### Stated goal 1
Edit a passage of the Docker introduction: reproduce it starting at the words "There are 2" and ending after "than I thought.", substituting "afraid" for "scared".

A Simple Introduction to Docker

Imagine this

One day you got to work

All your buddies talk about this weird magical tech called "Docker"

You literally have no clue what the hell it is.

But you too scared to ask dumb questions.

There are 2 problems here:

1. You're scared to ask questions
2. You don't know what the hell they are talking about.

Well, you need some sort of inner realization to fix the first one but the second is on me.

In this post, I will elegantly jumble 30 hours of research into one blog post. No need to worry, turns out it's a lot simpler than I thought.

Table of Contents

• Analogy
• A little bit about history
• Coming Back To Tech
• What can I put into containers?
• What is docker?
• Why do you need it?
• Why it works? (Separation of concerns)
• A Little Bit About Operating Systems
• But what about VM's? (Virtual Machines)
• Docker architecture
• Conclusion
• Additional Resources

Analogy

Imagine this, you recently opened a coffee bean business, and as it turns out your beans are the best in the market. You got your shop setup, and start selling those beans. You get good sales, and eventually, you start receiving orders from different cities. You start to think about how to deliver those beans to your customers, then it hits you.

Step 1: Get a bunch of trucks 🚚🚚

Step 2: Deliver ☕☕

Step 3: Profit 💰💰

A year passes by and your beans become more and more popular. You get your first order from a different country, but this time trucks won't work. They take too long and the road is bumpy, which may hurt the quality of your beans. You think once again... Then it hits you.

Step 1: Get a bunch of planes ✈️✈️

Step 2: Deliver ☕☕

Step 2: Profit 💰💰

A couple of years pass by, your beans are the most popular ones in the world. Your beans are being exported to all continents and countries in the world. You use all sorts of transportation method s which includes trucks, planes, ships, cars, helicopters, etc...

You might think all is nice and dandy but when you have so many methods of transportation, you have to make sure that they all don't mess up, meaning that it's very hard to manage that your coffee beans won't be ruined in different environments. It's a huge expense and headache for your business.

Great now you got a new problem, so as always you start to think, think and do more thinking until one day the "AHAAAA" moment hits and you figure it out.

Put a bunch of bean bags in a shipping container. Something like this:

Using this method, you can simply store your coffee beans in a container that will guarantee it's safety no matter what, may it be a ship, plane, car, truck, doesn't matter — it will always be safe.

A little bit about history

Don't worry this won't take long.

The problem we just had with our coffee beans was a very common problem in the pre-60s. They worried about bad interactions between different types of cargo (e.g. if a shipment of anvils fell on a sack of bananas). Similarly, transitions between different modes of transport were painful. Up to half the time to ship something could be taken up as ships were unloaded and reloaded in ports, and in waiting for the same shipment to get reloaded onto trains, trucks, etc. Along the way, losses due to damage and theft were large. And, there was an X matrix between a multiplicity of different goods and a multiplicity of different transport mechanisms.

### Recorded information
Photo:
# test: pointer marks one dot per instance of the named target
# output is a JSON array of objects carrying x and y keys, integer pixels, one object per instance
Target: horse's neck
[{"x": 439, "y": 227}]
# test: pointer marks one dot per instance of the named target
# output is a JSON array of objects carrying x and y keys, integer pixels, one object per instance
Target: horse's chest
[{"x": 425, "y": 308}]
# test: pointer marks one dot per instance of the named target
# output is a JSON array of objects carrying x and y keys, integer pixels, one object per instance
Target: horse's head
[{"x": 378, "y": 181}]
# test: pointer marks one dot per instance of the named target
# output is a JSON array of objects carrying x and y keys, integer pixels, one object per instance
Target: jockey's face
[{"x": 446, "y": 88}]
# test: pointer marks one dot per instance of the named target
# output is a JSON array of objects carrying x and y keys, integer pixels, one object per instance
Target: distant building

### Stated goal 2
Print all of the records above again, line by line and without any change.

### Problem solution 1
There are 2 problems here:

1. You're afraid to ask questions
2. You don't know what the hell they are talking about.

Well, you need some sort of inner realization to fix the first one but the second is on me.

In this post, I will elegantly jumble 30 hours of research into one blog post. No need to worry, turns out it's a lot simpler than I thought.

### Problem solution 2
Photo:
# test: pointer marks one dot per instance of the named target
# output is a JSON array of objects carrying x and y keys, integer pixels, one object per instance
Target: horse's neck
[{"x": 439, "y": 227}]
# test: pointer marks one dot per instance of the named target
# output is a JSON array of objects carrying x and y keys, integer pixels, one object per instance
Target: horse's chest
[{"x": 425, "y": 308}]
# test: pointer marks one dot per instance of the named target
# output is a JSON array of objects carrying x and y keys, integer pixels, one object per instance
Target: horse's head
[{"x": 378, "y": 181}]
# test: pointer marks one dot per instance of the named target
# output is a JSON array of objects carrying x and y keys, integer pixels, one object per instance
Target: jockey's face
[{"x": 446, "y": 88}]
# test: pointer marks one dot per instance of the named target
# output is a JSON array of objects carrying x and y keys, integer pixels, one object per instance
Target: distant building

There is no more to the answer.